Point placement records
※
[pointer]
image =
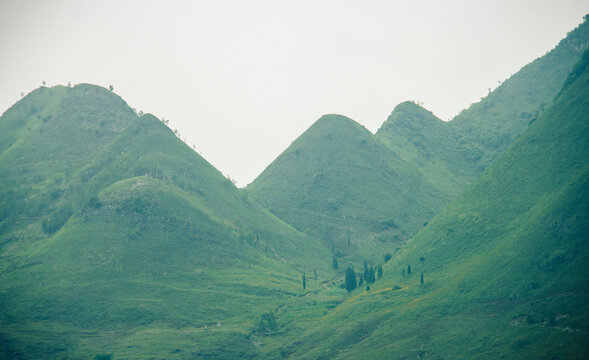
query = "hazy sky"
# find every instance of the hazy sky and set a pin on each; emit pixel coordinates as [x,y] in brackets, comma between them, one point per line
[243,79]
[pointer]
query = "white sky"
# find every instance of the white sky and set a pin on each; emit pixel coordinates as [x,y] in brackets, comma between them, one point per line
[243,79]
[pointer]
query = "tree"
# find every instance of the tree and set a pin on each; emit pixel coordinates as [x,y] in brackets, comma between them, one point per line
[304,282]
[365,270]
[371,275]
[350,279]
[267,323]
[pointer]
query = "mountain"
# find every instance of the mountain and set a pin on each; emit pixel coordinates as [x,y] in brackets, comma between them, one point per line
[494,122]
[114,230]
[338,181]
[504,266]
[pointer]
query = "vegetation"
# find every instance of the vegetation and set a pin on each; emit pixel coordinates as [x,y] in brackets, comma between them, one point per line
[119,241]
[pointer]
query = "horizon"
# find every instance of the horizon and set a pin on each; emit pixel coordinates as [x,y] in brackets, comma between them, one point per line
[242,81]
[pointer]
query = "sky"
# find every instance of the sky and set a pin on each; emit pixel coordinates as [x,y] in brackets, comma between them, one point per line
[241,80]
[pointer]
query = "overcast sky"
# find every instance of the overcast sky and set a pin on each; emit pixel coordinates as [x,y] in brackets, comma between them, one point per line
[243,79]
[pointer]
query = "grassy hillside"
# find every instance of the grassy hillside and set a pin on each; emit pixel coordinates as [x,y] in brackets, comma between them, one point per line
[491,125]
[504,266]
[337,180]
[115,233]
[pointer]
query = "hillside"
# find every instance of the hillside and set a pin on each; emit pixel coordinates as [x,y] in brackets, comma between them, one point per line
[336,181]
[504,265]
[114,231]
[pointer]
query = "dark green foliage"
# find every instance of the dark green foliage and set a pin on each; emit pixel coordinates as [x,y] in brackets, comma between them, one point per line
[350,279]
[516,255]
[109,223]
[365,273]
[304,282]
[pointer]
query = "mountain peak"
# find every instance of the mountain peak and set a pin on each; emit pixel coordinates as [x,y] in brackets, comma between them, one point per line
[410,114]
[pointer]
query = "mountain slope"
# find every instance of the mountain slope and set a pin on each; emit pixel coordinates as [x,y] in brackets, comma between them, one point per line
[124,231]
[504,266]
[353,186]
[319,184]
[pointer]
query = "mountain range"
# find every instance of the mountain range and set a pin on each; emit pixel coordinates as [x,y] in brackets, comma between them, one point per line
[117,240]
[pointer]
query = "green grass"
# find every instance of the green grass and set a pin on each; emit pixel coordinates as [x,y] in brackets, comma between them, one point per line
[117,238]
[337,180]
[505,264]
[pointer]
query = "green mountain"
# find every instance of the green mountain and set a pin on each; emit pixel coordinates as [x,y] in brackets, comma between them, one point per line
[118,238]
[338,181]
[492,124]
[504,266]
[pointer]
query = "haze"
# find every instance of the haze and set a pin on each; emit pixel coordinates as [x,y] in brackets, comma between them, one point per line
[242,79]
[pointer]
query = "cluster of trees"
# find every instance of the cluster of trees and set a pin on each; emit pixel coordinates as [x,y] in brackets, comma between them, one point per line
[369,276]
[267,323]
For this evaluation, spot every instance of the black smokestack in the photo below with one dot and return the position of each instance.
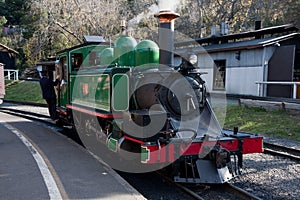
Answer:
(166, 36)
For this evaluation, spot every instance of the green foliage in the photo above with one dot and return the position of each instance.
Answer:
(259, 120)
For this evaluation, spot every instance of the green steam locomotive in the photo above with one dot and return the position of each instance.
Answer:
(130, 106)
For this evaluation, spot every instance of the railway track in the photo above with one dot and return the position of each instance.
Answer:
(278, 150)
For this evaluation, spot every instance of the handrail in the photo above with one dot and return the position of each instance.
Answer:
(294, 84)
(12, 73)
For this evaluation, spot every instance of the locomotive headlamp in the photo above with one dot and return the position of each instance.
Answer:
(193, 59)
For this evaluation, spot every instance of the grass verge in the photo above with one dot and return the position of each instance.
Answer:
(25, 91)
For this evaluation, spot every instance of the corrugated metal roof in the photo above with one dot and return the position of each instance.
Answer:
(249, 44)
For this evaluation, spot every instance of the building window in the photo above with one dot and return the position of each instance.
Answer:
(219, 75)
(77, 59)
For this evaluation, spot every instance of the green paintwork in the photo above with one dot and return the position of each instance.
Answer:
(112, 144)
(91, 54)
(120, 93)
(146, 52)
(107, 57)
(124, 51)
(145, 154)
(63, 97)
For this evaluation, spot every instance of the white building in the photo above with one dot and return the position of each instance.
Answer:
(235, 63)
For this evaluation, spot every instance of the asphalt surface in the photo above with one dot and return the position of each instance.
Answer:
(36, 162)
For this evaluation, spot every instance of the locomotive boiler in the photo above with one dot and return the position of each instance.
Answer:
(132, 107)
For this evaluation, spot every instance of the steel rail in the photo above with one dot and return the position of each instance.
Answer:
(282, 151)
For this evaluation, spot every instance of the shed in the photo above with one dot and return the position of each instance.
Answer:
(235, 63)
(8, 57)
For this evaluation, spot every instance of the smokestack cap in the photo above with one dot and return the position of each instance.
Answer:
(166, 16)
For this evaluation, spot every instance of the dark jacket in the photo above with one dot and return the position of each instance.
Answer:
(47, 87)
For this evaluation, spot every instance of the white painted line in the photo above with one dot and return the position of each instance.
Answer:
(135, 194)
(51, 185)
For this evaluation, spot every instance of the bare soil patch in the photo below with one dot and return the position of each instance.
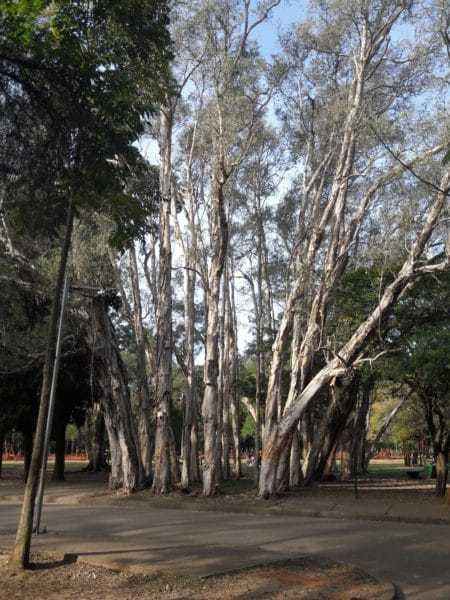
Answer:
(54, 578)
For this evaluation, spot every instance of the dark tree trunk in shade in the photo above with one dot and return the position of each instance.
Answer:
(60, 451)
(21, 553)
(441, 473)
(27, 453)
(2, 446)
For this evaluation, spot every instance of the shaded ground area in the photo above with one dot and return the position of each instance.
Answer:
(153, 541)
(387, 494)
(204, 537)
(304, 578)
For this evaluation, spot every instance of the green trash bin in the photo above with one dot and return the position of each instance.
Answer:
(430, 471)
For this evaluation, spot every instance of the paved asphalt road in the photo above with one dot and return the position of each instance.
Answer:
(415, 557)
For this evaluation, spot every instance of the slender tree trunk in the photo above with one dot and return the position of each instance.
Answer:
(144, 403)
(116, 399)
(2, 447)
(60, 450)
(219, 235)
(373, 444)
(164, 467)
(359, 432)
(95, 438)
(234, 386)
(441, 473)
(115, 475)
(21, 553)
(294, 464)
(186, 441)
(27, 453)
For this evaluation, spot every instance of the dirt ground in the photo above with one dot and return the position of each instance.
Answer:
(53, 578)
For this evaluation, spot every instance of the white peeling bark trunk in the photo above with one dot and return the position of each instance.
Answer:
(219, 235)
(163, 467)
(144, 402)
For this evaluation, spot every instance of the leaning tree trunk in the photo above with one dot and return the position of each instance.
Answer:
(27, 444)
(235, 421)
(60, 450)
(163, 469)
(344, 398)
(219, 235)
(2, 445)
(95, 432)
(115, 474)
(190, 467)
(441, 473)
(116, 399)
(21, 553)
(144, 403)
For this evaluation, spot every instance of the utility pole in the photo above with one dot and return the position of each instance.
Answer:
(51, 410)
※
EXERCISE GOAL: Output the entries above exactly. Drop the pictures.

RESULT BELOW:
[pointer]
image =
query = "hazy sky"
# find every instance of the hazy sky and set a pin on each; emit pixel coordinates as [x,y] in brackets, comma between them, one point per line
[243,79]
[pointer]
query = "white sky"
# find every instance of the white sky and set a pin on each; emit pixel coordinates as [x,y] in brackets, comma between them, one point per line
[243,79]
[pointer]
query = "tree"
# find every instance of the tree and set a pin on each; emit pixel coordinates as [x,y] in brackets, comma between them, one point per line
[304,282]
[365,270]
[371,275]
[350,279]
[267,323]
[pointer]
query = "mountain"
# find every instance of the mountain and set a pin on each; emit pixel coordinates as [x,y] in brackets, comma between them, one point per line
[494,122]
[114,230]
[338,181]
[504,266]
[pointer]
query = "vegetation"
# find every instance of the vegetation and set a pin on each; emit pixel coordinates as [x,y] in brackets, comma between them, one point per line
[119,241]
[pointer]
query = "horizon"
# find every instance of the horizon and set a pin on each; emit pixel coordinates as [x,y] in brackets, comma between them, one point per line
[242,81]
[pointer]
query = "sky"
# find every instance of the sky and set a pin on each; emit pixel coordinates as [x,y] in brackets, comma between them, one point per line
[241,80]
[pointer]
query = "overcast sky"
# find every instance of the overcast sky and set a pin on each; emit pixel coordinates as [x,y] in brackets, comma between them, one point per line
[243,79]
[pointer]
query = "grassy hillside"
# find every instance of the grassy hillside and set a pin on each; emit pixel coordinates as [x,y] in brackets, comma between them, one point per line
[491,125]
[504,266]
[337,180]
[115,233]
[pointer]
query = "hillside"
# find every instance of the hillside and set a pin on each; emit pixel coordinates as [x,y] in brackets, comma between them, one point per line
[336,181]
[504,265]
[114,231]
[pointer]
query = "dark green foliage"
# find every instance of the dark green foliage and set a pin on each; emit pixel coordinates as [x,y] in brackets, comma between them, one point per line
[350,279]
[516,255]
[109,223]
[365,273]
[304,282]
[pointer]
query = "mountain peak"
# find every instance of the mountain peak and set a pin on each; emit pixel coordinates as [x,y] in brackets, comma between them, one point per line
[410,114]
[pointer]
query = "mountain slope"
# find every instance of the mountain slope and set a pin on each; emit pixel coordinates as [x,y] in brackets, comma between them, one point per line
[124,231]
[504,266]
[353,186]
[319,184]
[pointer]
query = "mountain range"
# find every instance of the mountain range and set a pin on each; emit pixel coordinates as [x,y] in brackets, comma between them, one point per line
[117,240]
[pointer]
query = "green grass"
# find every instance of the green grass and set a pin on each; emit pixel coordinates as [x,y] in brackets, comma between them, one point per line
[117,238]
[337,180]
[505,264]
[pointer]
query = "green mountain"
# find every instance of the green mountain and set a pin on each; emit pixel coordinates as [x,y] in brackets, comma between them, one point per line
[118,238]
[338,181]
[492,124]
[504,266]
[pointer]
query = "haze"
# find every instance of the haze and set a pin on each; emit pixel coordinates as [x,y] in brackets, comma between them, one point per line
[242,79]
[pointer]
query = "cluster of trees"
# find every instance of the cluster of trees and set a pin on each; emit pixel coordinates as [x,y] in brackets, comma between them, one point per line
[369,276]
[267,323]
For this evaluation, spot every instance of the black smokestack in the photo below with one dot and return the position of each instance.
Answer:
(166, 36)
For this evaluation, spot every instance of the green foliage in the photo above with one dot and return the position of each instance.
Answer:
(259, 120)
For this evaluation, spot every instance of the green steam locomotive in the photo above with one dot and return the position of each instance.
Answer:
(130, 106)
For this evaluation, spot every instance of the railway track in the photo above with one dot and return the position of each instance.
Answer:
(278, 150)
For this evaluation, spot every instance of the handrail in the photo above with one dot and return the position of each instance.
Answer:
(294, 84)
(12, 73)
For this evaluation, spot every instance of the locomotive headlamp in the photo above with one dot and return the position of each instance.
Answer:
(193, 59)
For this evaluation, spot every instance of the grass verge in the photo above with one dot and return the position of each instance.
Answer:
(25, 91)
For this evaluation, spot every instance of the corrugated metal roof in the photo above with one dot and return the position of each instance.
Answer:
(249, 44)
For this evaluation, spot every instance of the building window in the photo above with one dot and return the position of each instance.
Answer:
(219, 75)
(77, 59)
For this evaluation, spot every instance of the green paintwork in the photo above with one dot and return the position of each instance.
Answer:
(112, 144)
(91, 54)
(120, 93)
(146, 52)
(107, 57)
(124, 51)
(145, 154)
(63, 97)
For this evaluation, spot every instance of the white building in the photo above with one dot and return the position of each instance.
Answer:
(235, 63)
For this evaluation, spot every instance of the asphalt surface in the photo above with one dot and return the position of each instance.
Answer:
(36, 162)
For this evaluation, spot every instance of the locomotive boiler in the photo above with one dot and return the position of each instance.
Answer:
(132, 107)
For this evaluation, spot every instance of the steel rail in the photo above with one dot and return the position of each instance.
Answer:
(282, 151)
For this evaluation, spot every instance of the shed in the photo above with one dot and return the position of each instance.
Answer:
(235, 63)
(8, 57)
For this evaluation, spot every instance of the smokestack cap in the photo above with one dot and return the position of each instance.
Answer:
(166, 16)
For this evaluation, spot every instance of the dark jacket in the photo above with one dot and return the position of each instance.
Answer:
(47, 87)
For this evaluation, spot every instance of the white painted line in the photo above with one dot and return the position of each instance.
Answer:
(135, 194)
(51, 185)
For this evaluation, spot every instance of the bare soil patch in the photo below with one dot and return the position of each instance.
Answer:
(54, 578)
For this evaluation, spot every instance of the dark tree trunk in shade in the photo above with one dot and return the position of each instance.
Answer:
(60, 451)
(21, 553)
(441, 473)
(27, 453)
(2, 446)
For this evaluation, spot every instance of the shaded ground area in the photo above with one dot and return the position of each instance.
Answer:
(153, 541)
(387, 494)
(204, 537)
(304, 578)
For this evaluation, spot every instance of the green trash bin in the photo above with one dot and return the position of each instance.
Answer:
(430, 471)
For this evaluation, spot every instance of the paved asphalt road in the photo above with one dot and return the position of each instance.
Answer:
(415, 557)
For this evaluation, spot every instance of the slender tree trunk in the photo above with one dot and return the position of each instance.
Answer:
(144, 403)
(116, 399)
(2, 447)
(60, 450)
(219, 235)
(373, 444)
(164, 467)
(359, 432)
(95, 438)
(234, 386)
(441, 473)
(115, 475)
(21, 553)
(294, 464)
(186, 441)
(27, 453)
For this evaluation, spot every instance of the dirt ground in the photo above with one dot and return the position of each instance.
Answer:
(53, 578)
For this evaluation, spot every instance of the white peeling bark trunk in the photo above with one dot and return the position of each instance.
Answer:
(219, 235)
(163, 467)
(144, 402)
For this evaluation, spot every instance of the leaning tree trunk in the photo above with one dot and return the position of each instance.
Answer:
(27, 444)
(235, 421)
(60, 450)
(163, 469)
(344, 398)
(219, 235)
(2, 445)
(95, 432)
(115, 474)
(190, 467)
(441, 473)
(116, 399)
(21, 553)
(144, 403)
For this evaluation, spot every instance of the utility pole in the photo above with one dot and return the position of each instance.
Answer:
(51, 410)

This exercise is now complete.